__TASK GOAL__.
Below are some entries; can you quote all of them exactly?

__RECORD EXCERPTS__.
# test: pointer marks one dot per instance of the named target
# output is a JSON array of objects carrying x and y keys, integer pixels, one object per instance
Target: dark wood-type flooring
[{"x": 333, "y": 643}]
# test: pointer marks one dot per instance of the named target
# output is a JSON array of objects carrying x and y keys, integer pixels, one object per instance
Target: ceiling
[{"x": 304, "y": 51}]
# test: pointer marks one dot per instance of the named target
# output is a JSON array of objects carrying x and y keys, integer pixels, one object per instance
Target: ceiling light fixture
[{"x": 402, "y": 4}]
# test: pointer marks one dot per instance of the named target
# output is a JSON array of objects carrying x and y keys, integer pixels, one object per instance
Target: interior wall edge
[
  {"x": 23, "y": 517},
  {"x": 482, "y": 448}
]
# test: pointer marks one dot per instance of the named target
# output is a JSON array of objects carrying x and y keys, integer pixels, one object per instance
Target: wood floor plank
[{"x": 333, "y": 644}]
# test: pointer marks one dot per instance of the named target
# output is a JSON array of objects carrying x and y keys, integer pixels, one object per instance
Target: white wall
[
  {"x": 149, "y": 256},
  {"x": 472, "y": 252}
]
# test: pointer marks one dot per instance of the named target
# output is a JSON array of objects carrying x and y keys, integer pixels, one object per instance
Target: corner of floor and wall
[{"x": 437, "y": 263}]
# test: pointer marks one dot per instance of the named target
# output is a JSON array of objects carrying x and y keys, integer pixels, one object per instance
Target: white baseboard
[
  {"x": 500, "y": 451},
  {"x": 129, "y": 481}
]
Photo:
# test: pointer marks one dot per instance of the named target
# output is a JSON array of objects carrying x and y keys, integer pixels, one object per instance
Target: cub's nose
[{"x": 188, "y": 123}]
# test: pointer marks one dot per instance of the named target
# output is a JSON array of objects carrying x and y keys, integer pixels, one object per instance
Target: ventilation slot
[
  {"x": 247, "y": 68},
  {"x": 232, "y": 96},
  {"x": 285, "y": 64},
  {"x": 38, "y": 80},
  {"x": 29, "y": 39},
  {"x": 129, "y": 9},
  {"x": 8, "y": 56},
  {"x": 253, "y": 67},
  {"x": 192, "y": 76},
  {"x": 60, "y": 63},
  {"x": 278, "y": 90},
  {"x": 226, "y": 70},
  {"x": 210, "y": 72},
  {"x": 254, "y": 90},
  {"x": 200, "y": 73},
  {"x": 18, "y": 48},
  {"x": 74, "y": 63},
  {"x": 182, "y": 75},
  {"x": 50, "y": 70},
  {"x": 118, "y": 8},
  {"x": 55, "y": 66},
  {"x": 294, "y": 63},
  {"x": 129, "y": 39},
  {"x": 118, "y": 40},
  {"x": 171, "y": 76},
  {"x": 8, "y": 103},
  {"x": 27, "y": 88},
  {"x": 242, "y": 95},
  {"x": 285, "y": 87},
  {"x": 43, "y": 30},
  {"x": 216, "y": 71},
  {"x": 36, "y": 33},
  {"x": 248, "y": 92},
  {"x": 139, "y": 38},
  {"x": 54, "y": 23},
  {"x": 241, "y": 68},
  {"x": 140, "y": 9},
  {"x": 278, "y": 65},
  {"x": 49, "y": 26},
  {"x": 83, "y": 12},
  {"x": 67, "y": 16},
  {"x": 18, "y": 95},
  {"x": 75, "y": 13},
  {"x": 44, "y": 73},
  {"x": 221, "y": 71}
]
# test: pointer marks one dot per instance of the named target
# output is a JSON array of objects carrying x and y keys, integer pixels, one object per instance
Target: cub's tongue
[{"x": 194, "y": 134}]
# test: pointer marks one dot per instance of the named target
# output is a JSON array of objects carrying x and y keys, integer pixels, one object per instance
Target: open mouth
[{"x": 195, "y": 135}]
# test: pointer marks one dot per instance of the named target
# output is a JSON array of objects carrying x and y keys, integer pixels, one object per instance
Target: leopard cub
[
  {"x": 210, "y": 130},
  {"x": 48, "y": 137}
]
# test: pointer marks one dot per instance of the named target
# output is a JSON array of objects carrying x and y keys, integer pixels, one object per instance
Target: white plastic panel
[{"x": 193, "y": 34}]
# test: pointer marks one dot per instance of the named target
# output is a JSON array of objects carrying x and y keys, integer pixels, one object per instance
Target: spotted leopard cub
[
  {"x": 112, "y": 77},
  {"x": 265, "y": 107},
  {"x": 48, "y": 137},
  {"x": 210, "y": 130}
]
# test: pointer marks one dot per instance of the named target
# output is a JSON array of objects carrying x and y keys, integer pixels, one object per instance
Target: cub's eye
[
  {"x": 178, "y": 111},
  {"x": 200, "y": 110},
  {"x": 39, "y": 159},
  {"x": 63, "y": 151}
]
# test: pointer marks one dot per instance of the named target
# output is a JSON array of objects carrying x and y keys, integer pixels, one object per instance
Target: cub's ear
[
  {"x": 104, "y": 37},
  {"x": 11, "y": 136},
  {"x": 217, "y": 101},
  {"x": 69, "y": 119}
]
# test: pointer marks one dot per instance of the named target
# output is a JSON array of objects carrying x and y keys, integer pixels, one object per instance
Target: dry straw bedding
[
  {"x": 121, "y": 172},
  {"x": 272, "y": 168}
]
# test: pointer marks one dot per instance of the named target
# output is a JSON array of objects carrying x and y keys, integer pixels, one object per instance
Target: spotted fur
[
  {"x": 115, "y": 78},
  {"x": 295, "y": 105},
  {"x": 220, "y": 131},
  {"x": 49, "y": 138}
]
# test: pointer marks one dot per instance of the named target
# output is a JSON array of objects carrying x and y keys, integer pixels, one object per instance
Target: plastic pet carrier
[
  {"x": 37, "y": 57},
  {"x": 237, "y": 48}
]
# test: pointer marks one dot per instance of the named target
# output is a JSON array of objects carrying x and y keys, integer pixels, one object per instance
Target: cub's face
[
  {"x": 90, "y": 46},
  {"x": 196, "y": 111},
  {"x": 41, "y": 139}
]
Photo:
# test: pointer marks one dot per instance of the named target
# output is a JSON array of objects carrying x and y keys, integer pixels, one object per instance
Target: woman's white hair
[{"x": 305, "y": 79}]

__REPLY TO THE EXERCISE__.
# test: pointer marks one dot per instance of the named target
# output is a JSON array of objects carrying x and y keys, integer pixels, one object per instance
Target: dark wood-type flooring
[{"x": 333, "y": 643}]
# test: pointer marks one dot per instance of the named target
# output is a JSON array of objects carrying x and y keys, integer pixels, one object per instance
Target: ceiling
[{"x": 304, "y": 51}]
# test: pointer marks one dot per instance of the named target
# output is a JSON array of objects carrying x and y keys, integer pixels, one object per instance
Target: ceiling light fixture
[{"x": 402, "y": 4}]
# test: pointer marks one dot per instance of the named target
# output is a JSON array of objects carrying x and y keys, integer pixels, one object per instance
Target: interior wall edge
[
  {"x": 23, "y": 517},
  {"x": 482, "y": 448}
]
# test: pointer marks one dot per instance of the named target
# output is a JSON array of objects carrying x and y keys, integer pixels, one object per instance
Target: wood floor plank
[{"x": 333, "y": 644}]
# test: pointer marks one dot per instance of the named target
# output is a JSON array of objects carrying x and y keys, integer pixels, one object per instance
Target: white wall
[
  {"x": 149, "y": 256},
  {"x": 472, "y": 252}
]
# test: pointer marks one dot per instance of the named target
# output is a JSON array of objects carrying x and y keys, integer pixels, one object per instance
Target: corner of floor and wall
[{"x": 437, "y": 263}]
# test: pointer marks one dot per instance of the named target
# output is a JSON array of objects carrying x and y keys, integer pixels, one object per instance
Target: white baseboard
[
  {"x": 500, "y": 451},
  {"x": 129, "y": 481}
]
Photo:
# test: pointer marks one dot per instance of the named target
# output is a JSON array of objects carrying x and y keys, integer pixels, one object per instance
Target: cub's nose
[{"x": 188, "y": 123}]
# test: pointer marks one dot per instance of the named target
# output is a JSON array of objects carrying x and y keys, integer pixels, one object per instance
Target: ventilation slot
[
  {"x": 247, "y": 68},
  {"x": 232, "y": 96},
  {"x": 285, "y": 64},
  {"x": 38, "y": 80},
  {"x": 29, "y": 39},
  {"x": 129, "y": 9},
  {"x": 8, "y": 56},
  {"x": 253, "y": 67},
  {"x": 192, "y": 76},
  {"x": 60, "y": 63},
  {"x": 278, "y": 90},
  {"x": 226, "y": 70},
  {"x": 210, "y": 72},
  {"x": 254, "y": 90},
  {"x": 200, "y": 73},
  {"x": 18, "y": 48},
  {"x": 74, "y": 63},
  {"x": 182, "y": 75},
  {"x": 50, "y": 70},
  {"x": 118, "y": 8},
  {"x": 55, "y": 66},
  {"x": 294, "y": 63},
  {"x": 129, "y": 39},
  {"x": 118, "y": 40},
  {"x": 171, "y": 76},
  {"x": 8, "y": 103},
  {"x": 27, "y": 88},
  {"x": 242, "y": 95},
  {"x": 285, "y": 87},
  {"x": 43, "y": 30},
  {"x": 216, "y": 71},
  {"x": 36, "y": 33},
  {"x": 248, "y": 92},
  {"x": 139, "y": 38},
  {"x": 54, "y": 23},
  {"x": 241, "y": 68},
  {"x": 140, "y": 9},
  {"x": 278, "y": 65},
  {"x": 49, "y": 26},
  {"x": 83, "y": 12},
  {"x": 67, "y": 16},
  {"x": 18, "y": 95},
  {"x": 75, "y": 13},
  {"x": 44, "y": 73},
  {"x": 221, "y": 71}
]
# test: pointer marks one dot per instance of the named target
# output is a JSON array of objects carrying x and y keys, integer pixels, one object per instance
Target: cub's tongue
[{"x": 194, "y": 134}]
# test: pointer marks one dot per instance of the named target
# output is a JSON array of objects carrying x and y keys, integer pixels, one object per instance
Target: open mouth
[{"x": 195, "y": 135}]
# test: pointer marks one dot per instance of the named target
# output is a JSON array of objects carrying x and y keys, integer pixels, one object per instance
Target: leopard cub
[
  {"x": 210, "y": 130},
  {"x": 48, "y": 137}
]
# test: pointer marks one dot per instance of the named target
# output is a JSON array of objects carrying x and y keys, integer pixels, one object per instance
Target: white plastic panel
[{"x": 193, "y": 34}]
# test: pointer marks one dot per instance of the named target
# output is a JSON array of objects carrying x and y keys, integer pixels, one object per instance
Target: spotted leopard cub
[
  {"x": 112, "y": 77},
  {"x": 265, "y": 107},
  {"x": 48, "y": 137},
  {"x": 210, "y": 130}
]
# test: pointer marks one dot per instance of the named target
# output is a JSON array of objects carrying x and y keys, integer pixels, one object per instance
Target: cub's eye
[
  {"x": 178, "y": 111},
  {"x": 200, "y": 110},
  {"x": 39, "y": 159},
  {"x": 63, "y": 151}
]
# test: pointer marks one dot per instance of the named target
# output is a JSON array of objects carrying x and y keys, integer pixels, one object per instance
Target: cub's ear
[
  {"x": 104, "y": 37},
  {"x": 11, "y": 136},
  {"x": 217, "y": 101},
  {"x": 69, "y": 119}
]
# test: pointer marks one dot per instance of the named target
# output is a JSON array of objects carrying x and y keys, integer pixels, one object per instance
Target: dry straw bedding
[
  {"x": 121, "y": 172},
  {"x": 272, "y": 168}
]
# test: pointer marks one dot per instance of the named target
# output is a JSON array of objects carrying x and y keys, integer pixels, one object per instance
Target: spotted fur
[
  {"x": 115, "y": 78},
  {"x": 295, "y": 105},
  {"x": 220, "y": 131},
  {"x": 49, "y": 138}
]
# test: pointer marks one dot per instance of the named target
# output is a JSON array of objects carrying x and y keys, integer pixels, one object per instance
Target: plastic pet carrier
[
  {"x": 37, "y": 57},
  {"x": 237, "y": 48}
]
# test: pointer marks one dot per instance of the named target
# output is a JSON array of objects carrying x and y keys, integer pixels, one object per instance
Target: cub's face
[
  {"x": 90, "y": 46},
  {"x": 196, "y": 111},
  {"x": 41, "y": 139}
]
Photo:
# test: pointer marks one dot per instance of the named target
# output is a JSON array of objects carrying x and y keys, integer pixels, one object per instance
Target: woman's white hair
[{"x": 305, "y": 79}]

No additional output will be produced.